• Brief
Can you edit the listing below, starting at the line that has "Target: sailboat" and continuing through its end, so that "marker" becomes "point" with nothing else changed, and give back only those lines?

──────────────────────────────

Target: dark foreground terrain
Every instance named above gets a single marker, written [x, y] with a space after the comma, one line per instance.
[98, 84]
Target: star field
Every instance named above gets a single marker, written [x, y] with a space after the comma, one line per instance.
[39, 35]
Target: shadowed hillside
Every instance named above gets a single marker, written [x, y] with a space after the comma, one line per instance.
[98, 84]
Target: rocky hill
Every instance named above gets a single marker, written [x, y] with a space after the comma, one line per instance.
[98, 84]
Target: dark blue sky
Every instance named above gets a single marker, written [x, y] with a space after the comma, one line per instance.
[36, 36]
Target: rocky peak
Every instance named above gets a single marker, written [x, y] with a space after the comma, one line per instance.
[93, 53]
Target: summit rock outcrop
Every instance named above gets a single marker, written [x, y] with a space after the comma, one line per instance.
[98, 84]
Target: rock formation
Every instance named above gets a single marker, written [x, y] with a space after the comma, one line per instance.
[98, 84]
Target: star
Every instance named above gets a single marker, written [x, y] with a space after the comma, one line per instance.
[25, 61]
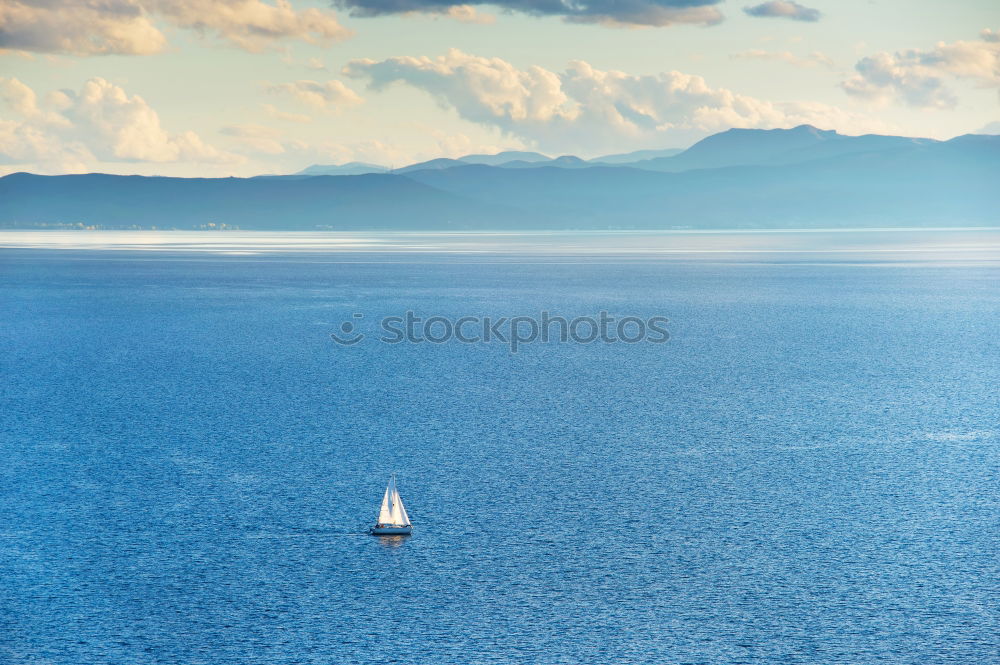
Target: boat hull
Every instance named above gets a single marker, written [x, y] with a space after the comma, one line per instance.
[391, 530]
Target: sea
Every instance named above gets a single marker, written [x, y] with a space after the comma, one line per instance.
[807, 470]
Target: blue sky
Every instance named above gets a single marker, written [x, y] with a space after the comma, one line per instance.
[242, 87]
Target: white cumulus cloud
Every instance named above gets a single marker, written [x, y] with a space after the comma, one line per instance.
[132, 27]
[587, 110]
[100, 123]
[922, 78]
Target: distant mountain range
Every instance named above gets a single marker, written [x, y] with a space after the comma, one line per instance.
[741, 178]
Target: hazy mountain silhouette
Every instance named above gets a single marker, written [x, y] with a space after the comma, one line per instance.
[800, 177]
[636, 156]
[737, 147]
[505, 158]
[350, 168]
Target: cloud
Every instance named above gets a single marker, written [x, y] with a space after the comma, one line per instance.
[814, 59]
[921, 78]
[610, 12]
[783, 9]
[328, 95]
[79, 27]
[101, 123]
[588, 110]
[126, 27]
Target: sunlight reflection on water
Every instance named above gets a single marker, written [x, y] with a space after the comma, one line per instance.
[907, 245]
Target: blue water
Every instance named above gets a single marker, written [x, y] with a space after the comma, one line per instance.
[807, 472]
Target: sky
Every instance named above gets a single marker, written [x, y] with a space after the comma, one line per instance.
[215, 88]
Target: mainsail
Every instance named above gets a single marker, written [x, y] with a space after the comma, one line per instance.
[392, 511]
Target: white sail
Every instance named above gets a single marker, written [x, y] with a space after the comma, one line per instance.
[403, 517]
[392, 511]
[385, 512]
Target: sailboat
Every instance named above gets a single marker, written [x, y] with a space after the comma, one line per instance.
[392, 517]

──────────────────────────────

• Solution
Target: sailboat
Every instance named above gets a single point, written [x, y] with a space after the comma, one line per instance.
[392, 517]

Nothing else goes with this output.